LeT operative Headley reveals links to Pak army, ISI

08 February 2016

Explosive testimony by US-born Lashkar-e-Taiba terrorist David Coleman Headley has exposed the role played by some Pakistan military and intelligence officials in the 2008 Mumbai attacks, which had left 166 people dead in the country's business capital.

The 56-year-old Headley, who deposed before a National Investigation Agency judge through video-conferencing from a US jail, said that though his sole contact in the LeT was one Sajid Mir, he was also in touch with an agent of Pakistan's, Inter-Services Intelligence (ISI), whom he identified only as Major Ali.

Headley, who turned approver and is now serving a 35-year sentence, told judge G A Sanap that he came in contact with the ISI officer after he was arrested at Landi Kotal in Pakistan's Federally Administered Tribal Area.

Headley said he had been to the border area along with a retired Pakistani military officer, Major Abdul Rehman Pasha, to meet a drug dealer, Zaib Shah, with the aim of smuggling weapons and explosives into India. He was arrested for being a foreign national in the area where no outsider is allowed.

Headley said he was later released following the intervention of Major Ali, after he showed Pakistani identity cards.

Headley said Major Ali later introduced him to one Major Iqbal as the former thought that the US national could be used to gather intelligence in India. Headley, according to his deposition before the court, changed his name from Syed Daood Salim Gilani to David Coleman Headley in Philadelphia and also obtained a new passport in the new name, as instructed by Siraj Mir.

He said he gave false information while applying for visa at the Consulate General of India at Chicago and later took the help of his friend Dr Tahawwur Husain Rana and his partner Raymond Sanders for obtaining a five-year business visa with multiple entry.

▶ _Exercise data_:
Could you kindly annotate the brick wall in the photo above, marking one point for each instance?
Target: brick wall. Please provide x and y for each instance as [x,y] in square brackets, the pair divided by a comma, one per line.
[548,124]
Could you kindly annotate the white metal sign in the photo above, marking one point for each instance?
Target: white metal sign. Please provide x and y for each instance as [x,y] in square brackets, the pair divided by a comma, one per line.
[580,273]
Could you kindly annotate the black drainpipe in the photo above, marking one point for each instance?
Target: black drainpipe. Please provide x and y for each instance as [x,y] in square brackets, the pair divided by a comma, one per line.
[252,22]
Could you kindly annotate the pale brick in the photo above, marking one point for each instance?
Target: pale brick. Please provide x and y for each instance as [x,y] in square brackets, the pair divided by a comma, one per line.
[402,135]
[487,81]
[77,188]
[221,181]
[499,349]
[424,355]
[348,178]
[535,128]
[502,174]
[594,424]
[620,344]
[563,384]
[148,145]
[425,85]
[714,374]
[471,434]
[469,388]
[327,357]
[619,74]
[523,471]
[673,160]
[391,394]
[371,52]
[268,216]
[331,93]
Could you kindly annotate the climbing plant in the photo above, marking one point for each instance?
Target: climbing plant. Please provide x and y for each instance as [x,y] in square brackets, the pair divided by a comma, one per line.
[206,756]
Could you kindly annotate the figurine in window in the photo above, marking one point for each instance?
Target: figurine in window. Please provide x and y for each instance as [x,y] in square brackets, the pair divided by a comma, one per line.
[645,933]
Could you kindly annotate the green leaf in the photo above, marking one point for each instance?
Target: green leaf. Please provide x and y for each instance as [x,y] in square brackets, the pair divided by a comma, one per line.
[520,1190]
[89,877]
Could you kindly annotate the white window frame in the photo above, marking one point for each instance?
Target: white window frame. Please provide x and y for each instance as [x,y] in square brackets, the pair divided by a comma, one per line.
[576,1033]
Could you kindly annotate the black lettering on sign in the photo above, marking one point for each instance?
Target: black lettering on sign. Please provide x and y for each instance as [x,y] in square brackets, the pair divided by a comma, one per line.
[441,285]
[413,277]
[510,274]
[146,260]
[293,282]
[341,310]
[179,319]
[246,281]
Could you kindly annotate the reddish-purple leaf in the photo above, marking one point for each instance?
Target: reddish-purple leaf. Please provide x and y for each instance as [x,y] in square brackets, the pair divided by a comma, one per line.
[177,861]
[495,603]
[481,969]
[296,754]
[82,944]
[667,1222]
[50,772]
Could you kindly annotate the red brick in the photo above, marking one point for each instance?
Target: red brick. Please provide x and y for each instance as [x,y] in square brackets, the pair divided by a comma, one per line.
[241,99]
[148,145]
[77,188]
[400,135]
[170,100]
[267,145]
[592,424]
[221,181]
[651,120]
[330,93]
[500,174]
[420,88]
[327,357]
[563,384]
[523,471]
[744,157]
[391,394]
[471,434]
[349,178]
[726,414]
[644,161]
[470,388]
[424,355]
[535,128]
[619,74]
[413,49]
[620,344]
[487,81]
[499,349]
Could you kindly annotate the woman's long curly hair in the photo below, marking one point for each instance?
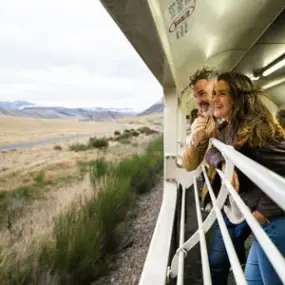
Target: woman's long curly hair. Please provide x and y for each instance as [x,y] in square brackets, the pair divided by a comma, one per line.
[251,121]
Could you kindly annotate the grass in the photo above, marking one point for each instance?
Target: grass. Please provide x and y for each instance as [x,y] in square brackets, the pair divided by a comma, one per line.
[13,202]
[84,239]
[57,147]
[92,143]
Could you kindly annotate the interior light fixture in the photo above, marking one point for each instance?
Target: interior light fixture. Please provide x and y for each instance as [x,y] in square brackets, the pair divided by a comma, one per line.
[277,64]
[273,83]
[254,78]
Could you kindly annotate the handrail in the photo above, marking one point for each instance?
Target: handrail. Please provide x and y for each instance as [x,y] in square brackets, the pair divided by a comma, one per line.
[156,263]
[269,182]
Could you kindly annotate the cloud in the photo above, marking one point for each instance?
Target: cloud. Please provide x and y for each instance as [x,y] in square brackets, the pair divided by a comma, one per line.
[70,53]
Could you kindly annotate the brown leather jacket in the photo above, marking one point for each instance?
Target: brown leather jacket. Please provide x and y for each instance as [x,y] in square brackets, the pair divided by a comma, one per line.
[271,156]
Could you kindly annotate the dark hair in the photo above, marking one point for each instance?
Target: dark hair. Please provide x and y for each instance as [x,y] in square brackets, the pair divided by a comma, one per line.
[250,120]
[280,116]
[204,73]
[194,115]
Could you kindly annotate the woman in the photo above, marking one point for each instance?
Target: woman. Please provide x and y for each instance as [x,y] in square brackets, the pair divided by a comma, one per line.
[253,131]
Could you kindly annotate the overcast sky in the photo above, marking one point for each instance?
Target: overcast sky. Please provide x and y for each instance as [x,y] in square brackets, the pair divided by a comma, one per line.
[70,53]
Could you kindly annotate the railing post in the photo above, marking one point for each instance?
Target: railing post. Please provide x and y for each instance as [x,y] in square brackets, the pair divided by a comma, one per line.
[170,120]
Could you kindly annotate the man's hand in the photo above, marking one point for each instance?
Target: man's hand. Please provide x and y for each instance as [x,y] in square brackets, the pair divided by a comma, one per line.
[235,180]
[198,131]
[260,217]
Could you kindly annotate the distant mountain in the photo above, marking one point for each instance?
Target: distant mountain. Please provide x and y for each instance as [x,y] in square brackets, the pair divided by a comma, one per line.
[155,108]
[15,104]
[27,109]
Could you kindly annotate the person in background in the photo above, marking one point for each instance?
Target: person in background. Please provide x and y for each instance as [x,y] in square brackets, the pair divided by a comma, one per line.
[281,118]
[253,130]
[203,128]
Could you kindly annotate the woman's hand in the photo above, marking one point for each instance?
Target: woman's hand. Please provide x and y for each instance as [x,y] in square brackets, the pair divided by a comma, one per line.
[235,180]
[260,217]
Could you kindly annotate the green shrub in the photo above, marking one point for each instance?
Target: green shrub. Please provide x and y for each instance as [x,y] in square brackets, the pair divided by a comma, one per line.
[85,238]
[40,178]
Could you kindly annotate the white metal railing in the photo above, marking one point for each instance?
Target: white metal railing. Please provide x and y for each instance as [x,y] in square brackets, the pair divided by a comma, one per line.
[269,182]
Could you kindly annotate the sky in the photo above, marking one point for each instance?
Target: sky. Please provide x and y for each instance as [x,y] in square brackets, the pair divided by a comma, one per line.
[70,53]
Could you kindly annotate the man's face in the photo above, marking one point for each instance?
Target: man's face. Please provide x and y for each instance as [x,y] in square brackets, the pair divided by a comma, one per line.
[203,92]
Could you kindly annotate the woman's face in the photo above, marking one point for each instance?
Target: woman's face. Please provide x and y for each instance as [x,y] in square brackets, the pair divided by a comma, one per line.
[222,100]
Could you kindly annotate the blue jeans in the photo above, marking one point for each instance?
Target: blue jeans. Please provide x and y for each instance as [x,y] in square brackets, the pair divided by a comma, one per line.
[218,258]
[258,268]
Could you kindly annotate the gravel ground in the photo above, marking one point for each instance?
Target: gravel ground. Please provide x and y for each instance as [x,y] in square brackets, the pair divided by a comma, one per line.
[129,263]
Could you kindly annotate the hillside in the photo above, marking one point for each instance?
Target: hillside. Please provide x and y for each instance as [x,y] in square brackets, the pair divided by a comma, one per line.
[27,109]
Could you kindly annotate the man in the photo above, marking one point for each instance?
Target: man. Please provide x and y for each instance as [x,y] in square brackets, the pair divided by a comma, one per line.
[203,128]
[280,116]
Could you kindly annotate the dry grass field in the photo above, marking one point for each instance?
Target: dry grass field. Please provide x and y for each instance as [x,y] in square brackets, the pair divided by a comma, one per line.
[17,129]
[39,184]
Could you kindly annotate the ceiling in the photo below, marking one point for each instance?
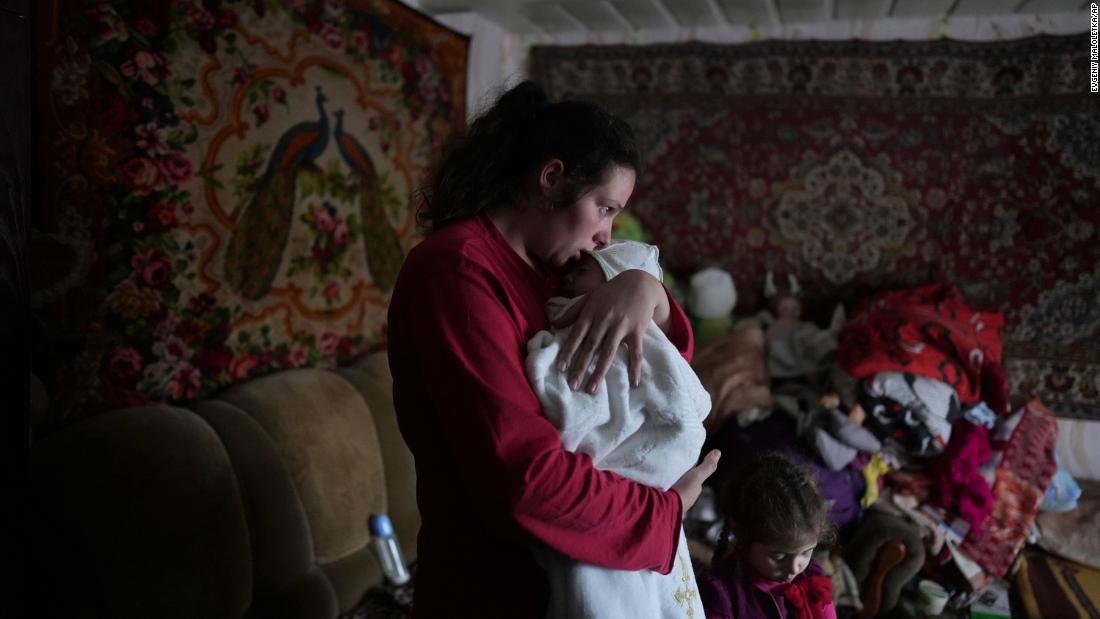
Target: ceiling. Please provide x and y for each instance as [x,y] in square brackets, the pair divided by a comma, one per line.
[582,17]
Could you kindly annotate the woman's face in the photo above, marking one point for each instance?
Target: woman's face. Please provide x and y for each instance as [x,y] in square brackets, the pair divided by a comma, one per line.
[565,233]
[781,562]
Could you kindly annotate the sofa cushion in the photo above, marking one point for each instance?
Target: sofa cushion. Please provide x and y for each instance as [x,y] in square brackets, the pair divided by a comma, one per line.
[138,514]
[286,579]
[325,434]
[371,376]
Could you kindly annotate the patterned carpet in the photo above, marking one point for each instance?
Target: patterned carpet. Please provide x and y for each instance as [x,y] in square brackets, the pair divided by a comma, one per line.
[867,166]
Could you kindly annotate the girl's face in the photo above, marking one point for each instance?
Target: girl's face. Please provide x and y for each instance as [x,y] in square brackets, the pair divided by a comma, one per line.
[781,562]
[567,233]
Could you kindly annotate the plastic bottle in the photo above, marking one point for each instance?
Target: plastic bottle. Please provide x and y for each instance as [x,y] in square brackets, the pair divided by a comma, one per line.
[387,549]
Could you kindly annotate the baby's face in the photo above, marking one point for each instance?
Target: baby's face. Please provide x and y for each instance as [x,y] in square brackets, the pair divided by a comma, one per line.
[584,277]
[790,307]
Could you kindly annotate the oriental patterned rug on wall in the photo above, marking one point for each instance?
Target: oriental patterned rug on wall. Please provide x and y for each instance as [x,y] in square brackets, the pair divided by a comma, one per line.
[227,186]
[862,166]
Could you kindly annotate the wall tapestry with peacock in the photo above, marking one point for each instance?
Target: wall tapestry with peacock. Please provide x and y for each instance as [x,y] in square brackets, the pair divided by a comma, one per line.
[227,186]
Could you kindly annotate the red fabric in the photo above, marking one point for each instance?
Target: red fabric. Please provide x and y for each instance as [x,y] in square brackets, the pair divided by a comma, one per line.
[807,597]
[957,478]
[1023,475]
[492,475]
[928,331]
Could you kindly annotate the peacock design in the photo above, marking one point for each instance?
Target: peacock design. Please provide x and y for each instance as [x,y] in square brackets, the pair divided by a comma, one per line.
[383,247]
[255,247]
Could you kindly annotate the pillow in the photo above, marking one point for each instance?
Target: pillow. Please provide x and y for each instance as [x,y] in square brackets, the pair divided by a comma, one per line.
[1077,440]
[1075,534]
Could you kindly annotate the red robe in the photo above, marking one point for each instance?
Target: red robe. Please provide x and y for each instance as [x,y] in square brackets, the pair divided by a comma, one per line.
[492,475]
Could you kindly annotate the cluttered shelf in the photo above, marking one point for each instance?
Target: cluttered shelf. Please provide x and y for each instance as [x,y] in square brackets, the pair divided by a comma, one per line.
[952,494]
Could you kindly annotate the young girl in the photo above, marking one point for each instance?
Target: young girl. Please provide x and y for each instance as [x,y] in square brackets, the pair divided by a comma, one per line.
[776,517]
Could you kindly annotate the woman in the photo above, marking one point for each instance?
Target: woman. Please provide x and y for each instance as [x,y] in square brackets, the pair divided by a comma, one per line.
[531,186]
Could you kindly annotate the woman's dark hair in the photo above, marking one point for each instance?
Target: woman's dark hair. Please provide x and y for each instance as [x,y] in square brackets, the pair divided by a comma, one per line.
[488,164]
[770,500]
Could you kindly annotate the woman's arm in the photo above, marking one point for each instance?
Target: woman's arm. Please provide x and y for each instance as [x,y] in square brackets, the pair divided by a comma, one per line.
[616,312]
[463,387]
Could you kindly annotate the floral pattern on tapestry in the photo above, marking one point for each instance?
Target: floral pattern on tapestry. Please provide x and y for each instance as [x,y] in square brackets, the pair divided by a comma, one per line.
[242,174]
[861,166]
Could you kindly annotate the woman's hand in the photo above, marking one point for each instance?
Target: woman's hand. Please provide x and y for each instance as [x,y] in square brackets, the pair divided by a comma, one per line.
[691,485]
[615,312]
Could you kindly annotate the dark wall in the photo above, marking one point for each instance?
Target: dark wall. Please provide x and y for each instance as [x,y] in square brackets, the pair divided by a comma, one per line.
[15,121]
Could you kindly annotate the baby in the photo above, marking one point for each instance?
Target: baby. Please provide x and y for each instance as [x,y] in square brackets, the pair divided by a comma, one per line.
[651,433]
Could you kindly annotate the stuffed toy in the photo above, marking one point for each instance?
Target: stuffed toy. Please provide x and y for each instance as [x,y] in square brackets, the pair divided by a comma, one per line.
[729,360]
[711,300]
[795,347]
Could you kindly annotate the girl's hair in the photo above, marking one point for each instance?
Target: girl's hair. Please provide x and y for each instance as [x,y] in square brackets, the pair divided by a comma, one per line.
[488,164]
[770,500]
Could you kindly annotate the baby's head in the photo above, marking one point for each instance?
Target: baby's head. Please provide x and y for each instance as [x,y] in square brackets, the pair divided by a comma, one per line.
[584,276]
[606,262]
[777,516]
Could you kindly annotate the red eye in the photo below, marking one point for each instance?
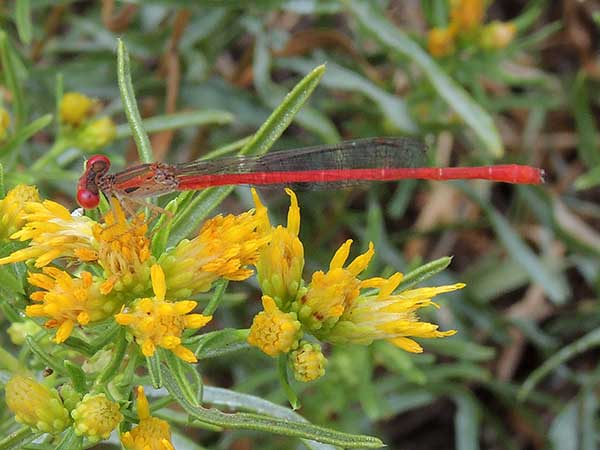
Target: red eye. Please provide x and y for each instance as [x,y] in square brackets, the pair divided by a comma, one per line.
[98,162]
[87,199]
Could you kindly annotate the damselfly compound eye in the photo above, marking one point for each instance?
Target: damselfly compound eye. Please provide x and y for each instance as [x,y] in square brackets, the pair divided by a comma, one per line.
[87,199]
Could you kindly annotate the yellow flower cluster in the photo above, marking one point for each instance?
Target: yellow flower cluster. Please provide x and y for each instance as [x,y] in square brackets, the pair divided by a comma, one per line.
[466,25]
[337,306]
[76,111]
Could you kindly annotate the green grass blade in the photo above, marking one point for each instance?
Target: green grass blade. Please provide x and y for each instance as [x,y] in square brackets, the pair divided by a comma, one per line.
[372,19]
[129,104]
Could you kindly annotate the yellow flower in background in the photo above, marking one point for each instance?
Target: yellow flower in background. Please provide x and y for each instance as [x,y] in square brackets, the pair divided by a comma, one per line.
[151,433]
[497,35]
[224,248]
[4,124]
[75,108]
[384,315]
[466,15]
[330,293]
[54,233]
[440,41]
[123,251]
[308,362]
[36,405]
[12,207]
[273,331]
[95,417]
[158,322]
[96,134]
[67,301]
[281,262]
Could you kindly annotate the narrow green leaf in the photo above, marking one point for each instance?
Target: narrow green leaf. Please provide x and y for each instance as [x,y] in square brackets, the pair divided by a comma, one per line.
[176,121]
[284,381]
[218,343]
[12,81]
[466,421]
[129,104]
[249,421]
[553,282]
[393,108]
[583,344]
[118,355]
[423,273]
[70,441]
[370,16]
[588,146]
[283,115]
[154,370]
[46,358]
[18,439]
[25,133]
[77,376]
[23,20]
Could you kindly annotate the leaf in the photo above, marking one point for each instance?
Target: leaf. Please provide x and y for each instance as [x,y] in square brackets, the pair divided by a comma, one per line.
[249,421]
[372,19]
[423,273]
[179,120]
[129,104]
[393,108]
[583,344]
[23,20]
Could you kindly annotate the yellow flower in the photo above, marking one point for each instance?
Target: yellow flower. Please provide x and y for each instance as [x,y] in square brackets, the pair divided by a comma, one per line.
[273,331]
[281,261]
[67,301]
[96,134]
[95,417]
[308,362]
[157,322]
[4,124]
[466,15]
[384,315]
[440,41]
[225,246]
[12,207]
[54,233]
[123,250]
[497,34]
[36,405]
[330,294]
[151,433]
[75,108]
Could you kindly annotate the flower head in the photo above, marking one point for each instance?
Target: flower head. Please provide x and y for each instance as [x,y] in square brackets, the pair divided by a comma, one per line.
[95,417]
[36,405]
[12,208]
[331,293]
[53,232]
[273,331]
[384,315]
[151,433]
[96,134]
[157,322]
[224,248]
[281,261]
[308,362]
[4,124]
[123,250]
[75,108]
[67,301]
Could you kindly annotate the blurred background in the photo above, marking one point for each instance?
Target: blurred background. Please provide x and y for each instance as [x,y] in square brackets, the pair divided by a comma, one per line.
[481,82]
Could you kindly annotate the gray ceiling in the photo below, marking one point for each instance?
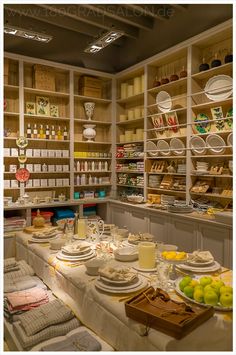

▶ _Assigned task 1_: According to the news report, what sentence is Headley now serving?
▶ _Assigned task 2_: Reproduce everything in the news report from "Headley said Major" down to "by Siraj Mir.".
▶ _Assigned task 3_: Decide whether each statement agrees with the news report, answering yes or no and quoting the words that settle it: (a) Headley gave his testimony in person in a Mumbai courtroom. (b) The 2008 Mumbai attacks left 166 people dead. (c) Headley traveled to the border area with Major Iqbal.
None of the material is needed here.

▶ _Result 1_: A 35-year sentence.

▶ _Result 2_:
Headley said Major Ali later introduced him to one Major Iqbal as the former thought that the US national could be used to gather intelligence in India. Headley, according to his deposition before the court, changed his name from Syed Daood Salim Gilani to David Coleman Headley in Philadelphia and also obtained a new passport in the new name, as instructed by Siraj Mir.

▶ _Result 3_:
(a) No: "through video-conferencing from a US jail"
(b) Yes: "which had left 166 people dead in the country's business capital"
(c) No: "along with a retired Pakistani military officer, Major Abdul Rehman Pasha"